▶ WRITTEN INSTRUCTION
Print every line of the data below without changing anything.

▶ RECORDS FOR THE EXERCISE

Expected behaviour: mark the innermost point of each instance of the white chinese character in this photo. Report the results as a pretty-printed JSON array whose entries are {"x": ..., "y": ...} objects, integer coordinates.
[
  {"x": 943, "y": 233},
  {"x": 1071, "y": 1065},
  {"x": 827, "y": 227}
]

▶ RESPONSE FOR THIS EXERCISE
Expected behaviour: mark the innermost point of each instance of the white chinese character in this photo. Report the results as a pretty-printed JSON array whose entries are {"x": ..., "y": ...} objects, integer coordinates.
[
  {"x": 943, "y": 233},
  {"x": 1071, "y": 1065},
  {"x": 827, "y": 227}
]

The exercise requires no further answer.